%%

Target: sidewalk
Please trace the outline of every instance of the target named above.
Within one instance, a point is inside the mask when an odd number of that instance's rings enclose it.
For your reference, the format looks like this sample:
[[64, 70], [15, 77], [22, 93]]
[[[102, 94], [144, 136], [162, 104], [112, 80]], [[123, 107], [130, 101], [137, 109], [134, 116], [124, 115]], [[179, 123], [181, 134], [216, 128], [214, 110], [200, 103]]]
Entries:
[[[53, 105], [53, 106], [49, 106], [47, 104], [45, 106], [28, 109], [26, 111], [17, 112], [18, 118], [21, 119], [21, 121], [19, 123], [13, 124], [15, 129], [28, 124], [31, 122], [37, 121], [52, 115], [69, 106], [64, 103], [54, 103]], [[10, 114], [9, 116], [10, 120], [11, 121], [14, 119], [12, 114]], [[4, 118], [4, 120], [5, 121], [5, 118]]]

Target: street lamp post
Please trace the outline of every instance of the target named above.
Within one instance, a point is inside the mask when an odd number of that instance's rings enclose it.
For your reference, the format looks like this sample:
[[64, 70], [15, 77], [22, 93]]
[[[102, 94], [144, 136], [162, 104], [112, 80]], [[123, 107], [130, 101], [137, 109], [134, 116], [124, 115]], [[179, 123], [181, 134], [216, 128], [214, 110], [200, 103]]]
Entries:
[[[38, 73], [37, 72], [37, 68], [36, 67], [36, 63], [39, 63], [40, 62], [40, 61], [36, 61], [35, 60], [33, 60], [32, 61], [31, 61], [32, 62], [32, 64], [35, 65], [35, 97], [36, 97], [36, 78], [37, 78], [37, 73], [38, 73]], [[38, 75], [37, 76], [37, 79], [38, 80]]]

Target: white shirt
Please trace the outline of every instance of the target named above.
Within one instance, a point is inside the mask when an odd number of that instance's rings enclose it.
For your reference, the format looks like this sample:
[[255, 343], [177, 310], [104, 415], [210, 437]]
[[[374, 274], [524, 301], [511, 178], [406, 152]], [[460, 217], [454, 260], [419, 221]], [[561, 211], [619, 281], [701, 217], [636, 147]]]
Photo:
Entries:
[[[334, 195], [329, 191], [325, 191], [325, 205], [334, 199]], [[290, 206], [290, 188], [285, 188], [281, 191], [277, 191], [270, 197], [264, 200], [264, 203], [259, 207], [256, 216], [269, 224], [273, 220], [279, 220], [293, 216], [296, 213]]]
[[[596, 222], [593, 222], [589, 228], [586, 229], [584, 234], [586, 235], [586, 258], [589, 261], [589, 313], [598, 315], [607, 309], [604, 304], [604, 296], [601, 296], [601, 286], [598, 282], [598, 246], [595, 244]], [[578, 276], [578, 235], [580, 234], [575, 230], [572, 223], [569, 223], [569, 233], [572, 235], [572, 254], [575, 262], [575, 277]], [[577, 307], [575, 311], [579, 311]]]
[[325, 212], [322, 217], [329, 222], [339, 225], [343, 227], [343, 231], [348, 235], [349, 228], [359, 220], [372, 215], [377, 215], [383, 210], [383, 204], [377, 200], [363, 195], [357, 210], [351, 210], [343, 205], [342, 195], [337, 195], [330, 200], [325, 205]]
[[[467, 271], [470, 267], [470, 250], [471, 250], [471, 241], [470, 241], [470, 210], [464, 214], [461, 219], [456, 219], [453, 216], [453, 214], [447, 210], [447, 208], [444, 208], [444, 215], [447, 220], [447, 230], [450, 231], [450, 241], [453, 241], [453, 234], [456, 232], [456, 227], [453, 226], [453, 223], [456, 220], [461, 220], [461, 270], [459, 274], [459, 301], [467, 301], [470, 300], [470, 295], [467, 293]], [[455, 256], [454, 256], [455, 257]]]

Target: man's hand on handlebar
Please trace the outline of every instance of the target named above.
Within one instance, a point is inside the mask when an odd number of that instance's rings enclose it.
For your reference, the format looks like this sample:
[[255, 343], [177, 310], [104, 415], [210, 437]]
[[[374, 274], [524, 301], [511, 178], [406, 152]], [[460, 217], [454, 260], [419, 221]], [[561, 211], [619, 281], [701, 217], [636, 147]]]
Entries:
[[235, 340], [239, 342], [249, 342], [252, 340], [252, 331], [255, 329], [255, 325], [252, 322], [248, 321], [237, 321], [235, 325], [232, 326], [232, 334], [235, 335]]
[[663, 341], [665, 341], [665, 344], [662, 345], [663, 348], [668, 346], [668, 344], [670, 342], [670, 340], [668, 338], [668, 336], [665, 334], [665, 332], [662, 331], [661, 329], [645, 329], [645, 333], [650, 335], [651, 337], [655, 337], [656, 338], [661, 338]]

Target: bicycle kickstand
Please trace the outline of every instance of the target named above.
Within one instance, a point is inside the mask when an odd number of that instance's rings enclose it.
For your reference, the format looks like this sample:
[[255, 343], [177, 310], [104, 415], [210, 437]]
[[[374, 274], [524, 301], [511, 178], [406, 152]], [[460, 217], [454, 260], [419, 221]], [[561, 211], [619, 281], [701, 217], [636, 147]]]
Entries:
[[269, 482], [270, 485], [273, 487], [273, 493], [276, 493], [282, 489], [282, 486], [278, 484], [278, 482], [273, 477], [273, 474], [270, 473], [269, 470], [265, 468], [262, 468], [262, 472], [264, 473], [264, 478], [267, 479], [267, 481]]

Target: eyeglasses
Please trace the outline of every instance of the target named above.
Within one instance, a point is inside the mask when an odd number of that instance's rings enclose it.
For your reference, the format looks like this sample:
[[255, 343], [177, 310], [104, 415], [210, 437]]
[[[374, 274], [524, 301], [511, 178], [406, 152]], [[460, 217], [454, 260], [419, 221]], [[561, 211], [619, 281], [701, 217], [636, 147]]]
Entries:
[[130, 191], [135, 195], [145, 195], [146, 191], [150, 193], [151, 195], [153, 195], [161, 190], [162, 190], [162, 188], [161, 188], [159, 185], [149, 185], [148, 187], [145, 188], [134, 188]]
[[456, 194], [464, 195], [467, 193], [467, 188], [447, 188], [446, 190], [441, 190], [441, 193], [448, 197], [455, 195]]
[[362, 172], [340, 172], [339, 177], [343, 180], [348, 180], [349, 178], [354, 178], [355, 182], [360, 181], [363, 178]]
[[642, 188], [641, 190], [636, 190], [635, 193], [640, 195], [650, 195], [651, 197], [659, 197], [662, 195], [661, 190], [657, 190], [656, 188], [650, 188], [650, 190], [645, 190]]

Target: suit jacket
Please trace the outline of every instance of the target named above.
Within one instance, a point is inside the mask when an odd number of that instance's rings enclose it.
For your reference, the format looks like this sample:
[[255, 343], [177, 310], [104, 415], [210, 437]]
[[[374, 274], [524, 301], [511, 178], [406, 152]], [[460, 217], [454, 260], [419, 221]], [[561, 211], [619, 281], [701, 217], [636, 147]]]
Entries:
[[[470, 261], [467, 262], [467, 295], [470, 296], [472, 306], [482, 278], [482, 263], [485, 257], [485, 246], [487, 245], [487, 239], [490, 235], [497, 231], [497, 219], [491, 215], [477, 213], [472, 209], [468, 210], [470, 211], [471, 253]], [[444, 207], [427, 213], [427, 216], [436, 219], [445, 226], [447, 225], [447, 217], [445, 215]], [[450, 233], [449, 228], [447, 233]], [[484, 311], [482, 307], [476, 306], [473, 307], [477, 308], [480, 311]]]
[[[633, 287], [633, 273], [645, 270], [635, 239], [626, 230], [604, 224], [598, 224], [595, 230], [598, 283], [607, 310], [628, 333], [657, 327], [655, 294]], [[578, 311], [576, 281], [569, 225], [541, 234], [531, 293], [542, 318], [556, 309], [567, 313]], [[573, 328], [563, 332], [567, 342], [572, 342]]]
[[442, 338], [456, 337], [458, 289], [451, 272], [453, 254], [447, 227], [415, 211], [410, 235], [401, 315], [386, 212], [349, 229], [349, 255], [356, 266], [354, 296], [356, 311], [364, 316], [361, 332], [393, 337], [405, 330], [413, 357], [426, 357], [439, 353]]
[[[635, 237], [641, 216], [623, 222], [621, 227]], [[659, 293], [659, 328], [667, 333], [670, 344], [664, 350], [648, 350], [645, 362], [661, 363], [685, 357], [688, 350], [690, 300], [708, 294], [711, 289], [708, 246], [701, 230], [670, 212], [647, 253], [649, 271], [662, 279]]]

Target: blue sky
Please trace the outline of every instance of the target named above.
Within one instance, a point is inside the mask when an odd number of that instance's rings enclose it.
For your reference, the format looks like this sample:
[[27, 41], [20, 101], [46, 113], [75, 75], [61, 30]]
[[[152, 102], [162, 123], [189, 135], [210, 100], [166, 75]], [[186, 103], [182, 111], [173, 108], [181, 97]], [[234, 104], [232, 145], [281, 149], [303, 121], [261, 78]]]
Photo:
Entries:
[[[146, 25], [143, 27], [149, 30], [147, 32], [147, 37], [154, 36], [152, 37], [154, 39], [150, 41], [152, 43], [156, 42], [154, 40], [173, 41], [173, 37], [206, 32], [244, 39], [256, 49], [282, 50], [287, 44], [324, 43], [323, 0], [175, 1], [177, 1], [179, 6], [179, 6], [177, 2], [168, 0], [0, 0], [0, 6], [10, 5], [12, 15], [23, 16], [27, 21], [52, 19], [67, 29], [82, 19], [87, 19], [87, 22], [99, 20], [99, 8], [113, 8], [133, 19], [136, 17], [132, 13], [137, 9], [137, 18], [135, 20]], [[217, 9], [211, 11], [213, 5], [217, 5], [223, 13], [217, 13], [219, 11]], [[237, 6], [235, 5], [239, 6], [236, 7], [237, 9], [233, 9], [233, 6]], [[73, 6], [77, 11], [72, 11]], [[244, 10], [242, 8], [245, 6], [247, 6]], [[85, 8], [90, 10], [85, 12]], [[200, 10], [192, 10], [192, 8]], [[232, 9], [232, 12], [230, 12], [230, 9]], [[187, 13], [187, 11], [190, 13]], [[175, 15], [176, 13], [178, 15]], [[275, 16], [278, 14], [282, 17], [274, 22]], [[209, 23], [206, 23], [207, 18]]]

%%

SHORT PROBLEM:
Copy the rows verbatim, starting at the line that contains "Target: man's hand on handlebar" and ending at the line that contains "338], [661, 338]]", with both of those lines included.

THE RESPONSE:
Target: man's hand on handlebar
Please trace the outline of every instance of the target named above.
Within one instance, a point is inside the mask when an odd number of that instance's rings enclose it.
For your reference, the format looks like this sample:
[[255, 343], [177, 310], [104, 415], [210, 437]]
[[[374, 274], [524, 301], [511, 178], [406, 152]], [[460, 217], [454, 260], [419, 221]], [[561, 211], [619, 281], [701, 217], [636, 147]]]
Entries:
[[235, 340], [239, 342], [249, 342], [252, 340], [252, 331], [255, 329], [255, 325], [252, 322], [248, 321], [237, 321], [235, 325], [232, 326], [232, 334], [235, 335]]
[[663, 341], [665, 341], [665, 344], [662, 345], [663, 348], [668, 346], [668, 344], [670, 342], [670, 340], [668, 338], [668, 336], [665, 334], [665, 332], [662, 331], [661, 329], [645, 329], [645, 333], [650, 335], [651, 337], [655, 337], [656, 338], [661, 338]]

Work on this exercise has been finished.